**REQUEST**
Report every line in the records below that contains the string "abdomen", matching case exactly.

**Some records**
———

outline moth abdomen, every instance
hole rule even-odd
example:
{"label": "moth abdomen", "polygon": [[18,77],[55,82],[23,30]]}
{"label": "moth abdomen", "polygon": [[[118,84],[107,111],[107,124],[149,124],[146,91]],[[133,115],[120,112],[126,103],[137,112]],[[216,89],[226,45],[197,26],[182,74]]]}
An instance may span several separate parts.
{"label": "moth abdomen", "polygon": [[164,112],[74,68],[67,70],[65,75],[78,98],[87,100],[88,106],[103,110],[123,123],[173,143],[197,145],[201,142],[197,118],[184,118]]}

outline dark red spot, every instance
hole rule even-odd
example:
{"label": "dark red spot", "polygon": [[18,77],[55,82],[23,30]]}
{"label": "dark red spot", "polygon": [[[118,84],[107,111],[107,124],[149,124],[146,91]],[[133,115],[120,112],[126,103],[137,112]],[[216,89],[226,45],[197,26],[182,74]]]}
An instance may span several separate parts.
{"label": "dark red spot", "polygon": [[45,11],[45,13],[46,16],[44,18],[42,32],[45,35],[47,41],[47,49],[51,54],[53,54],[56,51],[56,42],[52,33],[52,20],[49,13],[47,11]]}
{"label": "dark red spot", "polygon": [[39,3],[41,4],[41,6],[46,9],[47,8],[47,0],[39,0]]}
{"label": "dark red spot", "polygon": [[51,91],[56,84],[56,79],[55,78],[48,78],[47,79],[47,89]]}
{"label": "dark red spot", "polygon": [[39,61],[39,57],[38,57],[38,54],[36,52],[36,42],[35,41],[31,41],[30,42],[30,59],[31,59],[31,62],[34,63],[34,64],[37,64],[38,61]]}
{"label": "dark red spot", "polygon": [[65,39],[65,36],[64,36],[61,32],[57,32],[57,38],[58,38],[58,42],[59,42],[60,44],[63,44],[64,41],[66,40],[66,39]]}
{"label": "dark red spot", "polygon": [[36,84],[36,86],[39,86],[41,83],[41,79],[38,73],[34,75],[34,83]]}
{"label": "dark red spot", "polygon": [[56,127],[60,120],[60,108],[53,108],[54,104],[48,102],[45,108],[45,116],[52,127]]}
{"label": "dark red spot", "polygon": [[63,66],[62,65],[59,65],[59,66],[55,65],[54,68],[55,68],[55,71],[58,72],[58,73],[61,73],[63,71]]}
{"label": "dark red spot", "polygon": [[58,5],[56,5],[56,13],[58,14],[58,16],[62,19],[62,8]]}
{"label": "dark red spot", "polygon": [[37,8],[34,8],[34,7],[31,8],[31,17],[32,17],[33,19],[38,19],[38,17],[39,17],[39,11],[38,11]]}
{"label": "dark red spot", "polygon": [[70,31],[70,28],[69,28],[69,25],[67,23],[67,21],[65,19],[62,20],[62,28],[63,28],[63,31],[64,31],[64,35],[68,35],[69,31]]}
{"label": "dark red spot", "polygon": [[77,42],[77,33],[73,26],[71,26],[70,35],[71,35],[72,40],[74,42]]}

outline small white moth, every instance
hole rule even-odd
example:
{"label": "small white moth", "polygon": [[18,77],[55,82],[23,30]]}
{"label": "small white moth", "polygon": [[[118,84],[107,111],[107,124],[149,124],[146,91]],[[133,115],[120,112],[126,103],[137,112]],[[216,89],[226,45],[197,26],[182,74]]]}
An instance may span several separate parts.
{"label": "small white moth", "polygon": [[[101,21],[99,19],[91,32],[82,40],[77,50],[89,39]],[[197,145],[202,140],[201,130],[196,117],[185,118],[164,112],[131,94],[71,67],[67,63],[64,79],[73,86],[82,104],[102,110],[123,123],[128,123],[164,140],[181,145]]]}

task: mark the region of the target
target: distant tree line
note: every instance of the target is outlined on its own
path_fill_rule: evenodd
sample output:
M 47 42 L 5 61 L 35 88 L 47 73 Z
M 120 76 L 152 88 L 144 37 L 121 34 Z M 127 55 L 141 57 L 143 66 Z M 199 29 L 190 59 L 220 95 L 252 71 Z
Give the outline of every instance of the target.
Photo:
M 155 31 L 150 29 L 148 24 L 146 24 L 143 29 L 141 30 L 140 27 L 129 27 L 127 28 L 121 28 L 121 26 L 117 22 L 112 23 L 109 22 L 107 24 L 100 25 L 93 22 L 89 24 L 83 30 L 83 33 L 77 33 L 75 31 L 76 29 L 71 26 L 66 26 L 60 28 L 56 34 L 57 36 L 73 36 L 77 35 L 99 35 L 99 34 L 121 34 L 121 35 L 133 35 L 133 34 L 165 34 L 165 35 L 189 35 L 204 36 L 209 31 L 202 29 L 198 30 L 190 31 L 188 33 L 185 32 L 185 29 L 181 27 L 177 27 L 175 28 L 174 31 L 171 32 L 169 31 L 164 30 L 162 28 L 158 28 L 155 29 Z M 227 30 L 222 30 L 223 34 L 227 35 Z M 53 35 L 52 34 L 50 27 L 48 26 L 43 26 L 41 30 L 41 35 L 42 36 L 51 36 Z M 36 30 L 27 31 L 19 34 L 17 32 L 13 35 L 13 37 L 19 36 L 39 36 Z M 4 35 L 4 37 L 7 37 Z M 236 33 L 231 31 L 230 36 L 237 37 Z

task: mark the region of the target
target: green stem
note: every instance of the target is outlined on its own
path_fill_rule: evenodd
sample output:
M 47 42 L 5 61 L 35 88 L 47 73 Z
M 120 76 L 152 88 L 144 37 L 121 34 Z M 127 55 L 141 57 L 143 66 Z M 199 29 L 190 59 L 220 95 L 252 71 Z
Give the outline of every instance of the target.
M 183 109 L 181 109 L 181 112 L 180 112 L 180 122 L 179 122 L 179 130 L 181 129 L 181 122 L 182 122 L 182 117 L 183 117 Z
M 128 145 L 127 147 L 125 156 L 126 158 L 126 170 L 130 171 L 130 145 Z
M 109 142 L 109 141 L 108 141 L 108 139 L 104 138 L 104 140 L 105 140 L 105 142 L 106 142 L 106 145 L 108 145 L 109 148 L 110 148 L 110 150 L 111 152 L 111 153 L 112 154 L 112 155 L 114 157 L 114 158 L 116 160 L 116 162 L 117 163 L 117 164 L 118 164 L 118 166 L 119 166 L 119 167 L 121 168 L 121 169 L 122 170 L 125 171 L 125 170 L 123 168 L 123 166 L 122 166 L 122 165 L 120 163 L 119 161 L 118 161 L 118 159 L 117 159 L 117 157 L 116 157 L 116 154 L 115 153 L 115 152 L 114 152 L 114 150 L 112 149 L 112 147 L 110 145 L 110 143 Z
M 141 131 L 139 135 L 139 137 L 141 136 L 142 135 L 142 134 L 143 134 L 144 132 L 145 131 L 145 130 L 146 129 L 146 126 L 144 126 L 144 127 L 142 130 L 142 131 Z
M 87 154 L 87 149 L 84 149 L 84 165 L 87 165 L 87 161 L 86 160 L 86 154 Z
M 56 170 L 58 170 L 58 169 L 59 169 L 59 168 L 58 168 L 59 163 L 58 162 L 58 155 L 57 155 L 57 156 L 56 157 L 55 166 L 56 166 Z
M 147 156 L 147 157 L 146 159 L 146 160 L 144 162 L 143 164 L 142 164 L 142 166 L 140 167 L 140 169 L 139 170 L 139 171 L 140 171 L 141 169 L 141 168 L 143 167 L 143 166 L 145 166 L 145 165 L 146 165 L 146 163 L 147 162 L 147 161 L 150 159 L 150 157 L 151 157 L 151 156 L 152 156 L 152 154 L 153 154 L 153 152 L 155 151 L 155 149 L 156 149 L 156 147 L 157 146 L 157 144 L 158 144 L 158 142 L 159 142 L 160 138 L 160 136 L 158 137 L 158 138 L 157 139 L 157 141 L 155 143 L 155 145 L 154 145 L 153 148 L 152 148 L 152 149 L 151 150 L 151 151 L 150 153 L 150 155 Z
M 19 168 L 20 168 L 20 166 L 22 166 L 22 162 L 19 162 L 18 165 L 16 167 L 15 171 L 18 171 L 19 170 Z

———

**SOLUTION TO THE PROBLEM**
outline moth abdomen, every instance
{"label": "moth abdomen", "polygon": [[18,77],[55,82],[23,30]]}
{"label": "moth abdomen", "polygon": [[[118,84],[107,111],[107,124],[149,124],[146,91]],[[133,115],[120,112],[126,103],[137,112]],[[216,89],[226,45],[197,26],[182,74]]]}
{"label": "moth abdomen", "polygon": [[164,112],[74,68],[67,70],[65,75],[78,98],[87,100],[88,106],[103,110],[123,123],[173,143],[197,145],[201,142],[197,118],[184,118]]}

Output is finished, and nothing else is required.